##### DATASET EXCERPTS

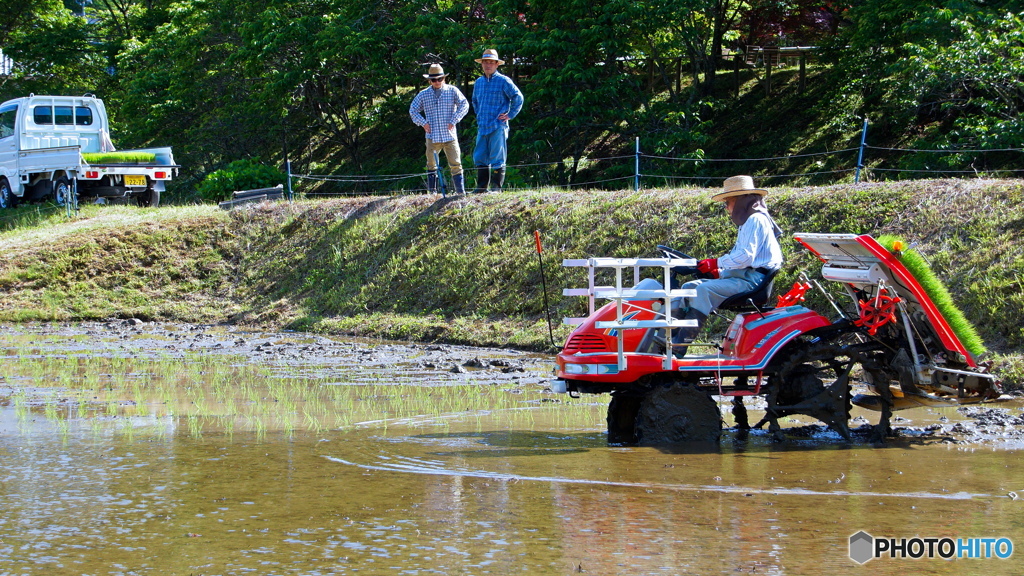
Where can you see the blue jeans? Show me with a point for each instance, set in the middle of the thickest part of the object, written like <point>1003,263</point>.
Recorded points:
<point>491,150</point>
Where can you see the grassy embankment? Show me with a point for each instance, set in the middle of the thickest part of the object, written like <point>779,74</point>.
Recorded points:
<point>465,270</point>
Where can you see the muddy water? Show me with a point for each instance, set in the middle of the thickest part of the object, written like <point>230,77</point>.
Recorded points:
<point>112,474</point>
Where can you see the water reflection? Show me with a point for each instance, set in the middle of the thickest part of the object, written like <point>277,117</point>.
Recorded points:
<point>443,483</point>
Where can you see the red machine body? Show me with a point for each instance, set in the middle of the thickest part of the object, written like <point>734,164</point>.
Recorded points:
<point>887,334</point>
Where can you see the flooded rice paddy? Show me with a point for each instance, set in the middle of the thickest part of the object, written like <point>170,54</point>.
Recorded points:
<point>151,449</point>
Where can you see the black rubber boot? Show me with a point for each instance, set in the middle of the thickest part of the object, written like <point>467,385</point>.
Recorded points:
<point>497,179</point>
<point>482,179</point>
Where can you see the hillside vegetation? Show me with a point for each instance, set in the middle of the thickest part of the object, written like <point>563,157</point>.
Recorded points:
<point>465,269</point>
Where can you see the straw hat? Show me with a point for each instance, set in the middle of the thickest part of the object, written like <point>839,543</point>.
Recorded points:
<point>491,54</point>
<point>435,72</point>
<point>737,186</point>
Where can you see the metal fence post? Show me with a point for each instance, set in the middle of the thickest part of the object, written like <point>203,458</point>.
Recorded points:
<point>860,155</point>
<point>288,166</point>
<point>636,168</point>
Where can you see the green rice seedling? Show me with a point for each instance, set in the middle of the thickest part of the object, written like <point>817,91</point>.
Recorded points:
<point>937,291</point>
<point>195,425</point>
<point>119,157</point>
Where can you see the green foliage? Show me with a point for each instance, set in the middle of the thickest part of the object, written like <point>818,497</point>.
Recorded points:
<point>49,46</point>
<point>239,175</point>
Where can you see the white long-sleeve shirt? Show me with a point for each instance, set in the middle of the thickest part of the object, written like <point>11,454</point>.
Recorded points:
<point>756,246</point>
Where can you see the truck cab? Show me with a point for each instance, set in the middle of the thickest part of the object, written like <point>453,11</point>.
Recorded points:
<point>42,142</point>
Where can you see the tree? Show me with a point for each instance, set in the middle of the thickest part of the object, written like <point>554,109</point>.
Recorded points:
<point>49,47</point>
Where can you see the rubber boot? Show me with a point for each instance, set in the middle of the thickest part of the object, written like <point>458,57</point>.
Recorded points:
<point>482,179</point>
<point>687,335</point>
<point>497,179</point>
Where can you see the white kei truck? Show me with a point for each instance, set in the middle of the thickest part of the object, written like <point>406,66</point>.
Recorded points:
<point>45,147</point>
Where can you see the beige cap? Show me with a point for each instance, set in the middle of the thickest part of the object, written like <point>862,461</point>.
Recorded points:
<point>737,186</point>
<point>435,72</point>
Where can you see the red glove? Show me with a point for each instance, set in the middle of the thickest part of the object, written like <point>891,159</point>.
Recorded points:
<point>709,266</point>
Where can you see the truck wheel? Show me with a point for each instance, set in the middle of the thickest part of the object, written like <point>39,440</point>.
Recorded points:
<point>6,196</point>
<point>61,192</point>
<point>148,199</point>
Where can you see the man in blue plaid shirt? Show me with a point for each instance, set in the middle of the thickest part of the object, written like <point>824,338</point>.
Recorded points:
<point>437,110</point>
<point>496,99</point>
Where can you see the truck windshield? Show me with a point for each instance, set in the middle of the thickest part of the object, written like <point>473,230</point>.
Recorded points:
<point>7,116</point>
<point>62,115</point>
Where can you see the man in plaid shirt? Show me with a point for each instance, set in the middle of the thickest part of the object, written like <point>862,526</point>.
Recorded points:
<point>496,99</point>
<point>438,109</point>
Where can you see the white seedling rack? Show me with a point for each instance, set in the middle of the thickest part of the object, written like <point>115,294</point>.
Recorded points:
<point>622,297</point>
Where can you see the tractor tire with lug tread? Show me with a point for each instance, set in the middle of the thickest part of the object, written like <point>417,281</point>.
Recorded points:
<point>813,380</point>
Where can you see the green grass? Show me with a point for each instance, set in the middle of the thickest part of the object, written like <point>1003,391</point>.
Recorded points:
<point>119,157</point>
<point>465,270</point>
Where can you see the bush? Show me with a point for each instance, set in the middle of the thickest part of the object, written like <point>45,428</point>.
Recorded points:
<point>241,174</point>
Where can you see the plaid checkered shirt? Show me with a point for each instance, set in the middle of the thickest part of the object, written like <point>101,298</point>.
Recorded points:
<point>439,108</point>
<point>493,96</point>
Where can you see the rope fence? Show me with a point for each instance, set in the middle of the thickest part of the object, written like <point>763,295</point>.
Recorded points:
<point>647,170</point>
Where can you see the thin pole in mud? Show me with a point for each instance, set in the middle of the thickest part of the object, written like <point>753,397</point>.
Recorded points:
<point>544,286</point>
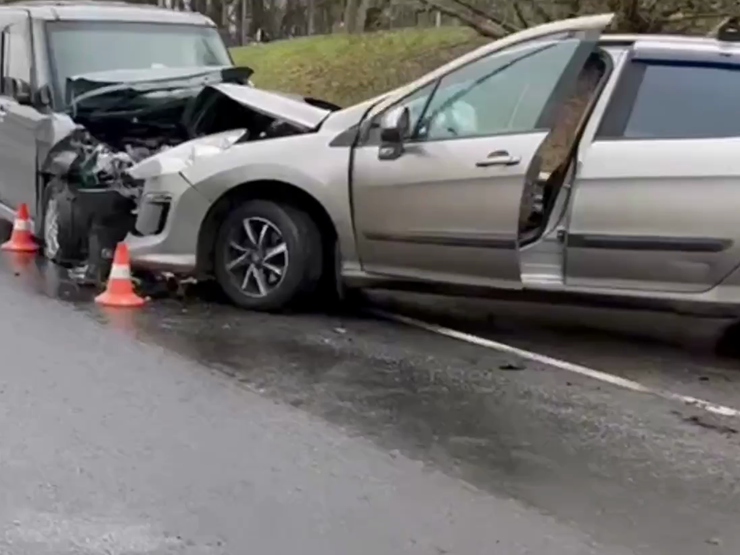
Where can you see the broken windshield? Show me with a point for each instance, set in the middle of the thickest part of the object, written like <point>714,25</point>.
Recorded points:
<point>81,47</point>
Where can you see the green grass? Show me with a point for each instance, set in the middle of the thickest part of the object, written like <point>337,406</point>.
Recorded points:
<point>346,69</point>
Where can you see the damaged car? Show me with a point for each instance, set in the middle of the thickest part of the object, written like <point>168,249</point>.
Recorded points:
<point>553,164</point>
<point>117,121</point>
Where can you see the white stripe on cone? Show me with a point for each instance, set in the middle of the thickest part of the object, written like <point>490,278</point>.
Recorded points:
<point>21,225</point>
<point>120,271</point>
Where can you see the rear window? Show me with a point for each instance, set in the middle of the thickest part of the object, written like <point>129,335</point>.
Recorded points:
<point>685,102</point>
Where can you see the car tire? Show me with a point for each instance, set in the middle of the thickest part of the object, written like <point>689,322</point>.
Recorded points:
<point>59,237</point>
<point>268,256</point>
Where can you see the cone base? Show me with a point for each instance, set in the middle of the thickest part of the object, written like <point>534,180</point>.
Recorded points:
<point>123,300</point>
<point>12,246</point>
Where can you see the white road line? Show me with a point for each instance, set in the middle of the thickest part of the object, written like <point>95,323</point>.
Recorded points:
<point>561,364</point>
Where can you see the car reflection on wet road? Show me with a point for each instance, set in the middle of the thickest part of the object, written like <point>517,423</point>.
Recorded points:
<point>193,427</point>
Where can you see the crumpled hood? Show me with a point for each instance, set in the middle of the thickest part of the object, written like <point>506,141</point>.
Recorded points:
<point>290,108</point>
<point>91,85</point>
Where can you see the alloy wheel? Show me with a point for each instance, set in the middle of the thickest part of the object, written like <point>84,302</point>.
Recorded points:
<point>257,258</point>
<point>51,229</point>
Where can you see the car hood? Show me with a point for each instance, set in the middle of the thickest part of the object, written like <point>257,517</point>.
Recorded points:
<point>82,88</point>
<point>293,109</point>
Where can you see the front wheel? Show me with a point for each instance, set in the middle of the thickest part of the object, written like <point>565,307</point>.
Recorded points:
<point>268,255</point>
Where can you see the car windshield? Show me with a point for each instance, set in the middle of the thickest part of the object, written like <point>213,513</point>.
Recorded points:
<point>81,47</point>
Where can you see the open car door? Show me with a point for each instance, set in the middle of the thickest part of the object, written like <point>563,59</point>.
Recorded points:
<point>440,166</point>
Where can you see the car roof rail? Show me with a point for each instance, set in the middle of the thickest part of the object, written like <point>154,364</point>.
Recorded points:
<point>59,3</point>
<point>729,30</point>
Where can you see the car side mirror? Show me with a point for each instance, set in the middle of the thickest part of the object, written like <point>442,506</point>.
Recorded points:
<point>42,97</point>
<point>22,92</point>
<point>394,128</point>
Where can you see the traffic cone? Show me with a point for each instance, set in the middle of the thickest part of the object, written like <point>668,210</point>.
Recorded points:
<point>21,240</point>
<point>120,290</point>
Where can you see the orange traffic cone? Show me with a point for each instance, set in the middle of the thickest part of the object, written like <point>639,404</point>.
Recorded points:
<point>120,290</point>
<point>21,239</point>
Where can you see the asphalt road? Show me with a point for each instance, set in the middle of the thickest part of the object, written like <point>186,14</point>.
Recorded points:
<point>194,428</point>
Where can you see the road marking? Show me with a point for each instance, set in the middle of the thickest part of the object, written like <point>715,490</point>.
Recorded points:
<point>561,364</point>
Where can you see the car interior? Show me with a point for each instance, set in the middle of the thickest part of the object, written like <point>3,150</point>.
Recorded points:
<point>543,205</point>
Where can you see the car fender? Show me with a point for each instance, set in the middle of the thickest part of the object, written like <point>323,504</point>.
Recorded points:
<point>307,162</point>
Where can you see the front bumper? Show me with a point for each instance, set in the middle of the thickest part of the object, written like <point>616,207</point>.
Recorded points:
<point>167,225</point>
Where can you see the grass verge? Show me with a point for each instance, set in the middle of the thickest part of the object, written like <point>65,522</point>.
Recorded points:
<point>346,69</point>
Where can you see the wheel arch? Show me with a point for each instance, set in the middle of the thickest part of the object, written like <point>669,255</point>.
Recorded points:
<point>264,189</point>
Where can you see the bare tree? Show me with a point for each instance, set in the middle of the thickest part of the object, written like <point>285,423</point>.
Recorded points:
<point>494,18</point>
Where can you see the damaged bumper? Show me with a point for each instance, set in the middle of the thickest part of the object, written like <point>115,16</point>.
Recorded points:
<point>165,235</point>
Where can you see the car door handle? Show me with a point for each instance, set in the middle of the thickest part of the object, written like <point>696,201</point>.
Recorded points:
<point>498,158</point>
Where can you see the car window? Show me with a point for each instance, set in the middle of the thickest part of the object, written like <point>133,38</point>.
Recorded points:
<point>686,102</point>
<point>81,47</point>
<point>502,93</point>
<point>16,56</point>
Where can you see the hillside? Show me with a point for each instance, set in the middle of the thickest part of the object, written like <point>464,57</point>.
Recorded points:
<point>346,69</point>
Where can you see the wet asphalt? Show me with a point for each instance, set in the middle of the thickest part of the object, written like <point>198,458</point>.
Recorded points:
<point>192,427</point>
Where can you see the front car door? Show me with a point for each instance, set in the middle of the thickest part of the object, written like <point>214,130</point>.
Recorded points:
<point>657,199</point>
<point>18,118</point>
<point>448,209</point>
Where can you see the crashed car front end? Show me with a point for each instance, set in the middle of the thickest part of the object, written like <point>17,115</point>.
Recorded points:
<point>169,208</point>
<point>130,183</point>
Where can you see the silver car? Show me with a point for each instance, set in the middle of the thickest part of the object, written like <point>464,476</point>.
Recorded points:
<point>554,164</point>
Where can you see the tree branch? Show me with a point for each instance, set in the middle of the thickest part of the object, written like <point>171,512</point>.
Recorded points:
<point>486,15</point>
<point>520,15</point>
<point>482,26</point>
<point>541,12</point>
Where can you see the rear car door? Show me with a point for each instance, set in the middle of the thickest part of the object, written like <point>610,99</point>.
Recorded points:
<point>18,118</point>
<point>447,209</point>
<point>658,196</point>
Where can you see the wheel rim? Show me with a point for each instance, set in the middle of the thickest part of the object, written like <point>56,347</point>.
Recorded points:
<point>257,257</point>
<point>51,229</point>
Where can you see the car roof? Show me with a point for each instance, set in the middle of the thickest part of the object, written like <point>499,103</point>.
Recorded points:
<point>108,10</point>
<point>675,43</point>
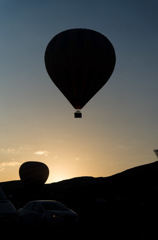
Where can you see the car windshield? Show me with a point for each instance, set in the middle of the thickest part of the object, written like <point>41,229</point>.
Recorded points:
<point>6,207</point>
<point>54,206</point>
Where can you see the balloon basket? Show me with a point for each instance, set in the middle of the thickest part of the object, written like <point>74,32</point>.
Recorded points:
<point>78,114</point>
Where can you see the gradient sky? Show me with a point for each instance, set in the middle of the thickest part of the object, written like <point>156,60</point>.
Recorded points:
<point>119,128</point>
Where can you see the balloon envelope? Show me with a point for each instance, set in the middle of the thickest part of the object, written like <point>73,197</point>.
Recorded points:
<point>33,173</point>
<point>79,62</point>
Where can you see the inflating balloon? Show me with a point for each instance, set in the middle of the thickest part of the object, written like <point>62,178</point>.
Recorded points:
<point>33,173</point>
<point>79,62</point>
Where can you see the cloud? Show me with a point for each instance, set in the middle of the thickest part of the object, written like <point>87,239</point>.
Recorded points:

##########

Pull out the lines above in which the word "rubber" appears.

Where can you see the black rubber boot? Show me with a point for each instance, set in the middle of the thickest part of the object, written like <point>467,385</point>.
Where can you see the rubber boot? Show me with a point for each instance, set in the middle of the thickest part of the object, written like <point>458,57</point>.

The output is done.